• **УСЛОВИЯ УПРАЖНЕНИЯ**
A - Измените фрагмент интервью о переводе Рушди, начиная со слов «С творчеством Салмана Рушди я» и продолжая до слов «опыту je suis).»: напишите этот отрывок заново, заменив «почти год» на «около года».
B - Кто перевел роман «Два года, восемь месяцев и 28 ночей» на русский язык, согласно интервью о переводе Рушди?

• **ФРАГМЕНТ ТЕКСТА**
>>>

Салман Рушди — живой классик современной британской литературы, обладатель Букеровской премии и «Букера Букеров». В конце декабря в издательстве «Corpus» выходит его роман «Два года, восемь месяцев и 28 ночей». «Эта книга — фантазия, сказка, а еще блестящее и серьезное размышление о том, какие ловушки расставляет нам жизнь», — так написала о нем Урсула Ле Гуин. На русский язык роман перевела Любовь Сумм.
Мы поговорили с ней о творчестве и биографии Рушди, трудностях перевода и постправде в современной литературе.
Любовь, когда Вы впервые познакомились с творчеством Салмана Рушди?
С творчеством Салмана Рушди я была знакома мало. И в этом был свой плюс, тем более, что на перевод дали много времени, почти год. Первым делом я прочла его книги в хронологическом порядке в русских переводах. То есть я ставила себе задачу — по возможности — быть подмастерьем, ведомым сразу двух мастеров: самого автора и лучших его переводчиков. Для меня такой ориентир среди переводчиков Рушди — Леонид Мотылев. К тому же он и Дмитрий Карельский перевели «Джозефа Антона», автобиографию, наиболее открытый разговор автора о себе — и со множеством расходящихся нитей (к традиции, к английской литературе, постколониальной литературе, мировоззрению Салмана Рушди, судьбам Индии и Пакистана, деятельности международного ПЕНа, первому опыту je suis).
Почти год — это довольно много. У Рушди очень интересный и богатый язык. С какими трудностями Вы столкнулись при переводе?
Основная трудность — самоограничение. Сделать красиво, богато, даже затейливо — легче, чем сделать просто и точно. В этой книге есть небольшие кусочки, написанные с почти утрированной пышностью — дворец джиннов, например — но речь рассказчика предельно сдержанная, прозаичная, прозрачная. И нужно следить за собой, чтобы не увлечься, не добавить красочки от себя. Кроме того, речь рассказчика без специальных опознавательных сигналов переходит во внутренний монолог того или иного персонажа, нужно по интонации, лексике, синтаксису вовремя угадать, что сейчас уже идет не объективный отчет о прошлом, а непосредственное, глазами и душой участника, переживание, изменить регистр перевода, сделать это не рывком, а также почти незаметно. И речевые характеристики персонажей, их проступающие в этой мозаике личности — очень разные, но они в итоге должны совпасть друг с другом действительно как мозаичный узор, как витраж.
Что Вы можете сказать о творческой эволюции Рушди как художника слова?

<<<

• **СПИСОК ЗАПИСЕЙ**

>>>

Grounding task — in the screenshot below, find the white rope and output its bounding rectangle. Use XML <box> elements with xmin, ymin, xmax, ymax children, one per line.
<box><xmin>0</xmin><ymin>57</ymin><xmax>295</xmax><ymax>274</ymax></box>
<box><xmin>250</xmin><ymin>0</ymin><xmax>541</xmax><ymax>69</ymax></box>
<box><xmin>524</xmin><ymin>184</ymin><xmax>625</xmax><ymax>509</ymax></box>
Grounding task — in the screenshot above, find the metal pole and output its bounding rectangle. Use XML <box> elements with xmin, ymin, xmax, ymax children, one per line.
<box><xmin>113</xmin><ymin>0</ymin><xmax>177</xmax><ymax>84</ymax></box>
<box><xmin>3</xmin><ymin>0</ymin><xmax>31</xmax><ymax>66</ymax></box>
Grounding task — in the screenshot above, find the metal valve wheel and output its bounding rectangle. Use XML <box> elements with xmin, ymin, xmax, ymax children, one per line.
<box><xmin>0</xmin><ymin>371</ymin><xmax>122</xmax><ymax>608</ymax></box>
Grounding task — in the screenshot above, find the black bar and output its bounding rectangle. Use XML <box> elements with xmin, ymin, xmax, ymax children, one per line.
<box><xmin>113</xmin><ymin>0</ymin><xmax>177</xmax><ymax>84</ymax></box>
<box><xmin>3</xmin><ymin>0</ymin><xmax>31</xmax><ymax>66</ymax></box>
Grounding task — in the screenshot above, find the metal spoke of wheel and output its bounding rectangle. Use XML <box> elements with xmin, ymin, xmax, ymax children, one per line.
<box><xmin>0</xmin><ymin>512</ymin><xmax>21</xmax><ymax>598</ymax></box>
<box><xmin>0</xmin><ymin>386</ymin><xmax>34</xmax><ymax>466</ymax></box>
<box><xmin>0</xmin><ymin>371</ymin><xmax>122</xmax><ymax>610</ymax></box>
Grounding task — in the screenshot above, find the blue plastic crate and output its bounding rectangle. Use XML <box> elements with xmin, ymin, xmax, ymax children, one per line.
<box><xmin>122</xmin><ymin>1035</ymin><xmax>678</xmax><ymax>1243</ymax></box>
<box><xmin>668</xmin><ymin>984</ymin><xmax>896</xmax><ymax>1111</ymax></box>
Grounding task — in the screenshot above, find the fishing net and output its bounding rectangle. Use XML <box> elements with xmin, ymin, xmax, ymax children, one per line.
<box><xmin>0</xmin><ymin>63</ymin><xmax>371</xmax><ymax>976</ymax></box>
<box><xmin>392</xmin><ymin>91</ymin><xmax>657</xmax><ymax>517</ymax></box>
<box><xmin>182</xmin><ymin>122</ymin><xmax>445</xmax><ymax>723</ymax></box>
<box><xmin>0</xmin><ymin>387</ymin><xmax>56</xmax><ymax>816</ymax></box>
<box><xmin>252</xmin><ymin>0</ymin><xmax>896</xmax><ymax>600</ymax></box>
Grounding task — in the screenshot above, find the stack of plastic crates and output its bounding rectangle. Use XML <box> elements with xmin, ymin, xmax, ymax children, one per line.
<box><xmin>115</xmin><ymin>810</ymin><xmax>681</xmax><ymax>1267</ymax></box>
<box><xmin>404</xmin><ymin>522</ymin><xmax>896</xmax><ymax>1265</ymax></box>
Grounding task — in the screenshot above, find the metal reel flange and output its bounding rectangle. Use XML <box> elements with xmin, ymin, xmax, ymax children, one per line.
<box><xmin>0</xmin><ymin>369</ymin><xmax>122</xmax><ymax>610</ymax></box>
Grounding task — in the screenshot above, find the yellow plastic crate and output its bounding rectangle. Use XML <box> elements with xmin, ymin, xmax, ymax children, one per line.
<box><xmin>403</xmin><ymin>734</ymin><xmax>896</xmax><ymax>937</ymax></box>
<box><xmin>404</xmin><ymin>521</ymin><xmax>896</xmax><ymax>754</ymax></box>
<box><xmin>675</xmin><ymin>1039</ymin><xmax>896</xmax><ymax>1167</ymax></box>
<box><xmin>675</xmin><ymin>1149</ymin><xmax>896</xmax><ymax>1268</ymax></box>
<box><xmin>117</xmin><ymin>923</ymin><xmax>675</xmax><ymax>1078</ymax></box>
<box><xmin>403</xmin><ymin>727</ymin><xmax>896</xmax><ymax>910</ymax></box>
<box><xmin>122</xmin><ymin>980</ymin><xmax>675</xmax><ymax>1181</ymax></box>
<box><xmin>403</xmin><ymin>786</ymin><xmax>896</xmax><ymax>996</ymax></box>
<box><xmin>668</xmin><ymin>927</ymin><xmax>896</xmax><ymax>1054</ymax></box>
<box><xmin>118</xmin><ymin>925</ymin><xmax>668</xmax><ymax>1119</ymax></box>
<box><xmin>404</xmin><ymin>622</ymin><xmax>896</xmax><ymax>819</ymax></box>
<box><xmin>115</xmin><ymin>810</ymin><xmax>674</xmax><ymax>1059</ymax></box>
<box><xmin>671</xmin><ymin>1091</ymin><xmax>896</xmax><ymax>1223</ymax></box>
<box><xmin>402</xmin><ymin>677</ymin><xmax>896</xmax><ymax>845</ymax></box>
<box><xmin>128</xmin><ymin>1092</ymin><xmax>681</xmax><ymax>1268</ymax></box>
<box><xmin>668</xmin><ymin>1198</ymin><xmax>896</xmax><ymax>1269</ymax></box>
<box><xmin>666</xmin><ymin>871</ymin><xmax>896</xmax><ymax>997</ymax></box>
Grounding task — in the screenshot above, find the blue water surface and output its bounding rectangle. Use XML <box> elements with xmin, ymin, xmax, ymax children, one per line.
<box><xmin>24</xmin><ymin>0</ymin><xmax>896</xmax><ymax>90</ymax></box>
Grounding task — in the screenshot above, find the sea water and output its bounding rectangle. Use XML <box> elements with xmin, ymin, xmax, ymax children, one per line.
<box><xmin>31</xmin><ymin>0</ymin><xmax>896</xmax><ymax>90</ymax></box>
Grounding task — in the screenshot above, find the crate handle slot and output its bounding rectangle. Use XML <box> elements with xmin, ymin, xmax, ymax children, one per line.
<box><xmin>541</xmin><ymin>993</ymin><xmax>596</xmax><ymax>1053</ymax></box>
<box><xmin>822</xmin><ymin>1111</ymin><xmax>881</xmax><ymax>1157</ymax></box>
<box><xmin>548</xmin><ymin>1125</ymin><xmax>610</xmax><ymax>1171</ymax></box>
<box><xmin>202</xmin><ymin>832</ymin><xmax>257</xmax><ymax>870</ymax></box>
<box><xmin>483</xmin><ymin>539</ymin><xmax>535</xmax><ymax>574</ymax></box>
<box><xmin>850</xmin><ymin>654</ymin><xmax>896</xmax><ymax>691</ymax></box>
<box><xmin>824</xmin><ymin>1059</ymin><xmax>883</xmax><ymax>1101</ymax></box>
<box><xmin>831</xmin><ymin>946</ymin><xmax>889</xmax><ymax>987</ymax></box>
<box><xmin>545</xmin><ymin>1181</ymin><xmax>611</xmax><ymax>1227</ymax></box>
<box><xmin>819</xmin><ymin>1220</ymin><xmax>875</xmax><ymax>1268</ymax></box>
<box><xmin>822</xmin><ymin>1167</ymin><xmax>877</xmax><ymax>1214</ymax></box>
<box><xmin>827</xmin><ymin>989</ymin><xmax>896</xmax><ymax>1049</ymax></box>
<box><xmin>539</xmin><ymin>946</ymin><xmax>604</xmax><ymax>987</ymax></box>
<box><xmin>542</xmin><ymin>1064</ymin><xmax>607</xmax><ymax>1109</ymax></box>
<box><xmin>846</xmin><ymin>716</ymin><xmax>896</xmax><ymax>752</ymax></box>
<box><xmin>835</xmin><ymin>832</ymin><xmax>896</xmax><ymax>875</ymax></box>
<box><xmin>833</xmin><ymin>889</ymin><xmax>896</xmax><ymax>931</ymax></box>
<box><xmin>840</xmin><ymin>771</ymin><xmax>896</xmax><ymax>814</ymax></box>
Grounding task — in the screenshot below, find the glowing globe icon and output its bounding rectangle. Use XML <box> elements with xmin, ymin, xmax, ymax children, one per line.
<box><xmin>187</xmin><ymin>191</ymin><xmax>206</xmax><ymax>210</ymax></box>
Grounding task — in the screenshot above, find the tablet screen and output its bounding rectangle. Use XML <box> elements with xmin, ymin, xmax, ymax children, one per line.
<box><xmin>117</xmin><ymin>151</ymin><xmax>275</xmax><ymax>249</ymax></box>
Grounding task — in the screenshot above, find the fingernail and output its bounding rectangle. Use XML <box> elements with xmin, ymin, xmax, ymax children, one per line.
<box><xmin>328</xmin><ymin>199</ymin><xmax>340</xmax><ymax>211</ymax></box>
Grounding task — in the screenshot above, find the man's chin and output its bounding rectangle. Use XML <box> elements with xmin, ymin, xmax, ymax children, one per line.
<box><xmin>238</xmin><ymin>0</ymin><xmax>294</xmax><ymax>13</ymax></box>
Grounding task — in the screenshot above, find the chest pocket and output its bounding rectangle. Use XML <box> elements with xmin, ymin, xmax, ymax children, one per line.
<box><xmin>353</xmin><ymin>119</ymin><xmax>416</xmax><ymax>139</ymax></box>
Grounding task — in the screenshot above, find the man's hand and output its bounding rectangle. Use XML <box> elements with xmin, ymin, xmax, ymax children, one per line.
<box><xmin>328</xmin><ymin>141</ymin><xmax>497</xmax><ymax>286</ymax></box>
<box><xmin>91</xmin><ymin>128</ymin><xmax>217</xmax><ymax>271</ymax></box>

<<<

• **ОТВЕТЫ К УПРАЖНЕНИЮ**
A -
С творчеством Салмана Рушди я была знакома мало. И в этом был свой плюс, тем более, что на перевод дали много времени, около года. Первым делом я прочла его книги в хронологическом порядке в русских переводах. То есть я ставила себе задачу — по возможности — быть подмастерьем, ведомым сразу двух мастеров: самого автора и лучших его переводчиков. Для меня такой ориентир среди переводчиков Рушди — Леонид Мотылев. К тому же он и Дмитрий Карельский перевели «Джозефа Антона», автобиографию, наиболее открытый разговор автора о себе — и со множеством расходящихся нитей (к традиции, к английской литературе, постколониальной литературе, мировоззрению Салмана Рушди, судьбам Индии и Пакистана, деятельности международного ПЕНа, первому опыту je suis).

B - Любовь Сумм.